**Written instruction:**
Starting at the line that contains "Security feed analysis — locate every instance of bush" and ending at the last line of the listing below, rewrite those lines as a numbered list with any blank lines left out.

*** Extracted entries

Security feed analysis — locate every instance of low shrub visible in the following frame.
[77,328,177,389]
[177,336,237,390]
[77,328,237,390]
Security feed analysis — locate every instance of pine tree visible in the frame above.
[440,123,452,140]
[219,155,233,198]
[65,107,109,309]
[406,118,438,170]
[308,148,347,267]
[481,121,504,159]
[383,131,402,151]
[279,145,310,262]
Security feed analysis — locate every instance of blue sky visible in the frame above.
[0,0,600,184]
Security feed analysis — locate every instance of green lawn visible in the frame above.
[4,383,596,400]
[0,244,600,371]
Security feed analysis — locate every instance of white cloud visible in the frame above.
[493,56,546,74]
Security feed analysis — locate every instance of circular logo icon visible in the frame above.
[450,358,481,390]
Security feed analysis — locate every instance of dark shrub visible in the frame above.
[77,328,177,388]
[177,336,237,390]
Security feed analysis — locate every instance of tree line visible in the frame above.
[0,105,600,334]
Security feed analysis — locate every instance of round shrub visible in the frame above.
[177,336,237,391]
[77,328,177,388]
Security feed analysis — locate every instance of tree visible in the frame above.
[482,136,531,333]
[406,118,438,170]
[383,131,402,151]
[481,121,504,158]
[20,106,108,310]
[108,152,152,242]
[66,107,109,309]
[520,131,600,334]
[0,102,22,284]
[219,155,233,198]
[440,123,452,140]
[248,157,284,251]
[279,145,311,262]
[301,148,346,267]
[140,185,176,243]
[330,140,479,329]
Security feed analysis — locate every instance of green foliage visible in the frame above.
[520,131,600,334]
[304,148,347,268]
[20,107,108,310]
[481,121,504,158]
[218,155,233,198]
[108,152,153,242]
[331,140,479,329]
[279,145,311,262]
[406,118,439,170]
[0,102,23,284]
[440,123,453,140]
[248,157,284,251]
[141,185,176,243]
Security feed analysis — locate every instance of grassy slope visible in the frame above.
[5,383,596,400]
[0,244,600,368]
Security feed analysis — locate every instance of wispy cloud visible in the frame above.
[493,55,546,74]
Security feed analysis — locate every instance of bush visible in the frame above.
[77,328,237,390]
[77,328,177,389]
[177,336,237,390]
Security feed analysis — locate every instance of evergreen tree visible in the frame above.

******

**Right answer:**
1. Security feed analysis — locate every instance of bush visible in the frame above.
2. [77,328,237,390]
3. [77,328,177,389]
4. [177,336,237,390]
5. Security feed analysis — locate every instance of evergreen tree visible in the frame above.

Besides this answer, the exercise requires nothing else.